Data in this exercise →
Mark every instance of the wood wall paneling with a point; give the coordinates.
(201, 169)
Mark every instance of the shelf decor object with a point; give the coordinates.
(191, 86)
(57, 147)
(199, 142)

Try it → Please be sure to repeat every entry exactly.

Exercise answer →
Mark every instance of the wood wall paneling with a point; give the coordinates.
(201, 169)
Mark every instance of the shelf decor object with a point; give the coordinates.
(191, 86)
(57, 147)
(199, 142)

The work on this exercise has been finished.